* [Provided data]:
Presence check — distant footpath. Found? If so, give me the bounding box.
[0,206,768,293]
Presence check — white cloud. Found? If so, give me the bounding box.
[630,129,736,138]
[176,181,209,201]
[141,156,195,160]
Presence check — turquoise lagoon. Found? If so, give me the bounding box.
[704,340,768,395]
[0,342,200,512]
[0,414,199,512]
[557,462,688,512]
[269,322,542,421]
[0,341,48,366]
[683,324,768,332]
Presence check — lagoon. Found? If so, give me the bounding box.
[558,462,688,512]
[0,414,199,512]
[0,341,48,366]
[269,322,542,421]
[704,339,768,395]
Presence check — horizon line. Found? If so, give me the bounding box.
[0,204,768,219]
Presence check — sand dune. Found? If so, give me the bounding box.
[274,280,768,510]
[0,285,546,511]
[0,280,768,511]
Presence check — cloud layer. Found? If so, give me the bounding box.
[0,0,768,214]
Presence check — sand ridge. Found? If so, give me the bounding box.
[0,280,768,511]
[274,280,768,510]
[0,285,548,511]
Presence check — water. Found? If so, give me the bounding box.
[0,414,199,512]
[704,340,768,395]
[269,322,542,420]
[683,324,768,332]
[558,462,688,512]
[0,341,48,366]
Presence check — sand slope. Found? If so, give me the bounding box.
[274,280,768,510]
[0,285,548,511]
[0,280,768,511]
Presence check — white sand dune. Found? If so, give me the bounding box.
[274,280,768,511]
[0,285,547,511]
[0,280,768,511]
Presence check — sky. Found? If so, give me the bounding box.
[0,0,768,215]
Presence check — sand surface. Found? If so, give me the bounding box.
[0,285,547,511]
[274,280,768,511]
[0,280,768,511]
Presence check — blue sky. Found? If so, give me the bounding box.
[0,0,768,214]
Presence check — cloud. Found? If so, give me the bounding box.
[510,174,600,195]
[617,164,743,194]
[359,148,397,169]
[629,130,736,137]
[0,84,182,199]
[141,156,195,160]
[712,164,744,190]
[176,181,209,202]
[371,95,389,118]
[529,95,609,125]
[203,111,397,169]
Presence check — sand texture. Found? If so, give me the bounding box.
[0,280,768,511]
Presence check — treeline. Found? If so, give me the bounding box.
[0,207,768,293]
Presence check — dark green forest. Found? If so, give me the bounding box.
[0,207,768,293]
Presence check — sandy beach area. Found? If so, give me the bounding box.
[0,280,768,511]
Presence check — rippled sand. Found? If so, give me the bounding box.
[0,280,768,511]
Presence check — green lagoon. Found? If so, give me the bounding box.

* [Task description]:
All lines from the one containing "Presence check — white cloud." through the final line of the listing above are to be reproduced exactly; include both and add nothing.

* [Task solution]:
Presence check — white cloud. Found? If so, give me the bounding box.
[630,129,736,138]
[176,181,209,201]
[141,156,195,160]
Presence check — turquoise lagoon. Found? If so, give me the bounding box.
[704,340,768,395]
[0,342,200,512]
[0,414,199,512]
[557,462,688,512]
[269,322,542,421]
[0,341,48,366]
[683,324,768,332]
Presence check — lagoon. Found? If so, give me the bounding box.
[558,462,688,512]
[0,414,199,512]
[0,341,48,366]
[269,322,542,421]
[704,339,768,395]
Presence check — horizon line. Found? If so, give me the bounding box.
[0,204,768,219]
Presence check — sand dune. Found? If so, give me the bounding box.
[274,280,768,510]
[0,285,546,511]
[0,280,768,511]
Presence check — cloud layer. Found? If so, give me the bounding box.
[0,0,768,214]
Presence check — sand ridge. Found? If so, give me the bounding box.
[0,280,768,511]
[274,280,768,510]
[0,285,548,511]
Presence check — water. Found? If so, give me the bounding box.
[0,414,199,512]
[704,340,768,395]
[269,322,542,420]
[683,324,768,332]
[558,462,688,512]
[0,341,48,366]
Presence check — sand slope. Found? If so, give me the bounding box.
[274,280,768,510]
[0,285,548,511]
[0,280,768,511]
Presence check — white sand dune. Found? If so, give me the bounding box.
[274,280,768,511]
[0,285,547,511]
[0,280,768,511]
Presence check — sky. Found? If so, give me the bounding box.
[0,0,768,215]
Presence check — sand surface. Found? If so, give me the bounding box.
[0,285,547,511]
[274,280,768,511]
[0,280,768,511]
Presence check — blue sky. Found? If so, give me the bounding box.
[0,0,768,214]
Presence check — cloud. Found? If so, give me the bounding box.
[510,174,600,195]
[617,164,743,194]
[359,148,397,169]
[629,130,736,137]
[0,84,182,199]
[141,156,195,160]
[712,164,744,190]
[176,181,209,202]
[371,95,389,118]
[529,95,609,125]
[203,111,397,169]
Presence check — sand texture. Found? If so, give me the bounding box.
[0,280,768,511]
Presence check — treeline. Found? If so, give me the bounding box.
[0,207,768,293]
Presence check — dark green forest. Found? If so, give me the bounding box.
[0,207,768,293]
Presence check — sandy beach area. Found? If so, give me the bounding box.
[0,280,768,511]
Presence check — rippled sand. Found? If so, give me the bounding box.
[0,280,768,511]
Presence check — green lagoon. Found? If so, give me the bounding box.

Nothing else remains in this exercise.